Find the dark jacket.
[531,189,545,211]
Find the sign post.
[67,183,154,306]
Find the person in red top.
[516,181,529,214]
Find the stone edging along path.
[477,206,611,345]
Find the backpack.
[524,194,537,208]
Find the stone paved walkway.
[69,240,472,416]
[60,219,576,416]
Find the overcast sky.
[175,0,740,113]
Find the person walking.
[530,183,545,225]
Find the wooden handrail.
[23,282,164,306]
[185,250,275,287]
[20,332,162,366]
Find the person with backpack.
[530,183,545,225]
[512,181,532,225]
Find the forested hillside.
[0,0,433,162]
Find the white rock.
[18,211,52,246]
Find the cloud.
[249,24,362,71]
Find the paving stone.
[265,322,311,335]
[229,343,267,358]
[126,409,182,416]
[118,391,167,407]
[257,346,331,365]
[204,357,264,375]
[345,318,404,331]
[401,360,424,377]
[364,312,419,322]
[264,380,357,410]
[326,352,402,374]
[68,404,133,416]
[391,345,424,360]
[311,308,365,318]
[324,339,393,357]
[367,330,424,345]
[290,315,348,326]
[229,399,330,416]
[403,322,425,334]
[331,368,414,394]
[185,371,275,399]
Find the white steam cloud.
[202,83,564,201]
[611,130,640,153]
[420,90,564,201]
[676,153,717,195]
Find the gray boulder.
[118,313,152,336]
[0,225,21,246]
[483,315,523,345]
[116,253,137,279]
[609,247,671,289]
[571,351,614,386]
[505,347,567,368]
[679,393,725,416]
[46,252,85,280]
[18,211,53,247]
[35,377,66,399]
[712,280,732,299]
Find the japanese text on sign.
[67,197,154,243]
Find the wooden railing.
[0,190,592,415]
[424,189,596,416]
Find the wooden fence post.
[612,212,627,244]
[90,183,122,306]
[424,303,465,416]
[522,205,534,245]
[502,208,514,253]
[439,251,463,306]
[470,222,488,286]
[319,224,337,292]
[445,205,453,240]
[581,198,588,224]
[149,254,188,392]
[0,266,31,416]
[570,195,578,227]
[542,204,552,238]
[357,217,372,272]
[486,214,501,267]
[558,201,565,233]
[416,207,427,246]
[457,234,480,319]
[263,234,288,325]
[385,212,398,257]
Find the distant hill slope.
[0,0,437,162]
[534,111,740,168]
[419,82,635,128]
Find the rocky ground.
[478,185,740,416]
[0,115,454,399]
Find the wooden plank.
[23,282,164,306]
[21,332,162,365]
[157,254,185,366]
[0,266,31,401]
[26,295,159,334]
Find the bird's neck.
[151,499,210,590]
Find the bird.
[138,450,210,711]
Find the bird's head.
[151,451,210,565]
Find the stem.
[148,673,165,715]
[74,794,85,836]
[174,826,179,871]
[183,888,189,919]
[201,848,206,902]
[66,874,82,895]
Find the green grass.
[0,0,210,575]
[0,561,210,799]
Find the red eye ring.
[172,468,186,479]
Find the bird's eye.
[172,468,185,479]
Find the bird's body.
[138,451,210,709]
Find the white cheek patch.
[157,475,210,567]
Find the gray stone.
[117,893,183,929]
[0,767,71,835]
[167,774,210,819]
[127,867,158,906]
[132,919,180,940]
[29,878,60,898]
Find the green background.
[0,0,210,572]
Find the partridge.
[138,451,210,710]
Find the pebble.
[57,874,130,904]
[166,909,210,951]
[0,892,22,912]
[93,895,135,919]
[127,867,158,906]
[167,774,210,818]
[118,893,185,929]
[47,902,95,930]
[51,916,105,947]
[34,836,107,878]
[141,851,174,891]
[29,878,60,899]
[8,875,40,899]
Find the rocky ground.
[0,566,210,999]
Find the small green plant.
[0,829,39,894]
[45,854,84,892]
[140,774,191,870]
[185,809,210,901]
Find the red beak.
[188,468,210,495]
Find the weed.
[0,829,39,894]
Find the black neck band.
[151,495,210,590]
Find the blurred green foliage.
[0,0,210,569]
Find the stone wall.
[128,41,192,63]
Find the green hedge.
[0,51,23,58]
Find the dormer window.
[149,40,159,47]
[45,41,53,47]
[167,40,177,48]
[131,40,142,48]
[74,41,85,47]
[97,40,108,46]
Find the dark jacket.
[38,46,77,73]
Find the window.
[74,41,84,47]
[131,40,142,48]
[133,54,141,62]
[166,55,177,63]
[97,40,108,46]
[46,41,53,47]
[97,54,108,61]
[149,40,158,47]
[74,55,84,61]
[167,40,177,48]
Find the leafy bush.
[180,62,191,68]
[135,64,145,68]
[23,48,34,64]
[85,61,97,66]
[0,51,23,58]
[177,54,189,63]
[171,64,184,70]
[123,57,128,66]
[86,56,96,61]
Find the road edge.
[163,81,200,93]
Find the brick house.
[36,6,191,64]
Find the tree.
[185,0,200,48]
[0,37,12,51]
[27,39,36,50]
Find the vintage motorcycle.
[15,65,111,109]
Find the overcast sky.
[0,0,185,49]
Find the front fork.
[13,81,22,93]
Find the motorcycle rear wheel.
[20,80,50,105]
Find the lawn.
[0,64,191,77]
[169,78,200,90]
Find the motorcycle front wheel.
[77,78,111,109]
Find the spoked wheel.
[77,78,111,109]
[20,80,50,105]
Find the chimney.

* * *

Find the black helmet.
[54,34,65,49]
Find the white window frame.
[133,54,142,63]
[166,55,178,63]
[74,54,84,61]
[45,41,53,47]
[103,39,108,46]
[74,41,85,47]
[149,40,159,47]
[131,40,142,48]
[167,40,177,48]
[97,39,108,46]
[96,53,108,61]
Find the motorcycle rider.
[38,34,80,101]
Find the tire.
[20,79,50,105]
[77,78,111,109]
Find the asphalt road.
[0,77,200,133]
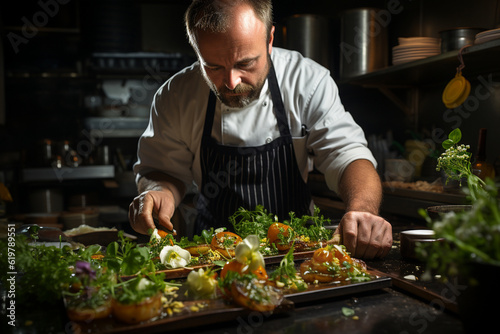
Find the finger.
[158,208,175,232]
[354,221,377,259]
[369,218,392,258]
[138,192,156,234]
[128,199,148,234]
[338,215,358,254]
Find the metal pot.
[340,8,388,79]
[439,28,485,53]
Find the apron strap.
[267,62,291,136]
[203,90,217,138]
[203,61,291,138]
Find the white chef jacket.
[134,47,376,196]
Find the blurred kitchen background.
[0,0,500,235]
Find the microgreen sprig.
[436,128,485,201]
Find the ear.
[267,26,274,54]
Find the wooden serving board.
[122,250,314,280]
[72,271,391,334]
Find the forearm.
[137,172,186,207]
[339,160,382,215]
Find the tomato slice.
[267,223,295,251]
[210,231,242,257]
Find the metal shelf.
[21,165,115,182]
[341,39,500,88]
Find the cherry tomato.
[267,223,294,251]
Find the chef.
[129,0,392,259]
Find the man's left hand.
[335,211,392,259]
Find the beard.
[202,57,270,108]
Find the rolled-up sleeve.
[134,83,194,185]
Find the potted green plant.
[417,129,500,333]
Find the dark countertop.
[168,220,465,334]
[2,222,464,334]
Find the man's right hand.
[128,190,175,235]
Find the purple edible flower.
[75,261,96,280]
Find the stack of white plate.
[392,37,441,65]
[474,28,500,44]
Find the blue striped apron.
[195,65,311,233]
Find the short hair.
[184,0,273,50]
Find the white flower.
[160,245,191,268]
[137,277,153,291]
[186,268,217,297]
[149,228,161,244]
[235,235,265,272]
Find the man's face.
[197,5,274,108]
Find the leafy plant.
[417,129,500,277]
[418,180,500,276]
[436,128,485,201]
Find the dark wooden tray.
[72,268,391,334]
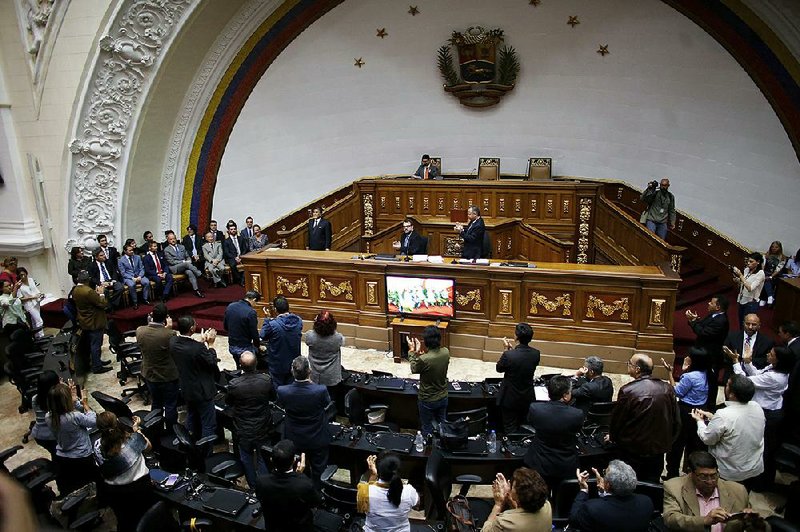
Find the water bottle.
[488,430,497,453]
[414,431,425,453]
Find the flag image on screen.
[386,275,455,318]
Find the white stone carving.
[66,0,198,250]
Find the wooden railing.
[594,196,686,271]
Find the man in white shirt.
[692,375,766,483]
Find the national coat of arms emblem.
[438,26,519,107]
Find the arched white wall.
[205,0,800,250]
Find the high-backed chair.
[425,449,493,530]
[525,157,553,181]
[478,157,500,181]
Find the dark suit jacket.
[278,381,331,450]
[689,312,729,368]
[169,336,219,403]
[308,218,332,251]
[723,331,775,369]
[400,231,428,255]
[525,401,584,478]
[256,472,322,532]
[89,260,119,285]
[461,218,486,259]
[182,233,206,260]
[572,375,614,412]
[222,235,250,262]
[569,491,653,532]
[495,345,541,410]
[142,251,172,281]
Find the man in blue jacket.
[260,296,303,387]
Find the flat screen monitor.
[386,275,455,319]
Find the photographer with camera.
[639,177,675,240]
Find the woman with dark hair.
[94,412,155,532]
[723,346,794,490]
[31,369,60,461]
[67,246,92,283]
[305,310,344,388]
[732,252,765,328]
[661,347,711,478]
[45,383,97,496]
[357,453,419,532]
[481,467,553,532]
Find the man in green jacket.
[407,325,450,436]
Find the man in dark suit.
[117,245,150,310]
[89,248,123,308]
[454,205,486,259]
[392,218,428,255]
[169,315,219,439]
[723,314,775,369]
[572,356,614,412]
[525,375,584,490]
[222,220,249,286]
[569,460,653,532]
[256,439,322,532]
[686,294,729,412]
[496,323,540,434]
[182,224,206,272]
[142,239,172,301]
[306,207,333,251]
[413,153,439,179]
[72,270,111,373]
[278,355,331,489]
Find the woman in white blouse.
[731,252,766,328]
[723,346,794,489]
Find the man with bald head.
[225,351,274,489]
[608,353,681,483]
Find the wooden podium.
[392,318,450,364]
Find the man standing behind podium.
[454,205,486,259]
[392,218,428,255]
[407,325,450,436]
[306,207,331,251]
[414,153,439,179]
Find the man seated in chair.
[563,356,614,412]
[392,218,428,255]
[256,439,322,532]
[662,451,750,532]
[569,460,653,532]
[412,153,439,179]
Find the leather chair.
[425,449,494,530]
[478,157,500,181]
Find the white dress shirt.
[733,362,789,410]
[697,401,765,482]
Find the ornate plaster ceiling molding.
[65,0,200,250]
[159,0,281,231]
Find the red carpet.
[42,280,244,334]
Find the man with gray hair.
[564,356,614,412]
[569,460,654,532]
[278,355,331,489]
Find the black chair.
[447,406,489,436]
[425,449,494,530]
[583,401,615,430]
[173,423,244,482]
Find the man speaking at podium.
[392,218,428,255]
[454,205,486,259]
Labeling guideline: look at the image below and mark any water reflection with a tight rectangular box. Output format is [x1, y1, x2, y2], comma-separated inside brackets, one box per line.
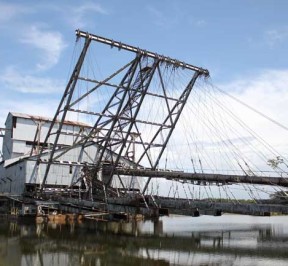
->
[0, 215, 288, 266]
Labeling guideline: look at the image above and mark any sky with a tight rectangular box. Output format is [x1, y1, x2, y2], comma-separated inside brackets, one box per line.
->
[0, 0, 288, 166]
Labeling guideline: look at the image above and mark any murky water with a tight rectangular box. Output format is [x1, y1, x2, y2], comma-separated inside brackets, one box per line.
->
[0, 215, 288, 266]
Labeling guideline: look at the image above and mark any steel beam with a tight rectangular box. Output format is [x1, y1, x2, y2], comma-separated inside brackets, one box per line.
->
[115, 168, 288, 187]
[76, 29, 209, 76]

### Task goal
How many lines in the records above contain the word "road"? Reply with the number alone.

### Expected output
2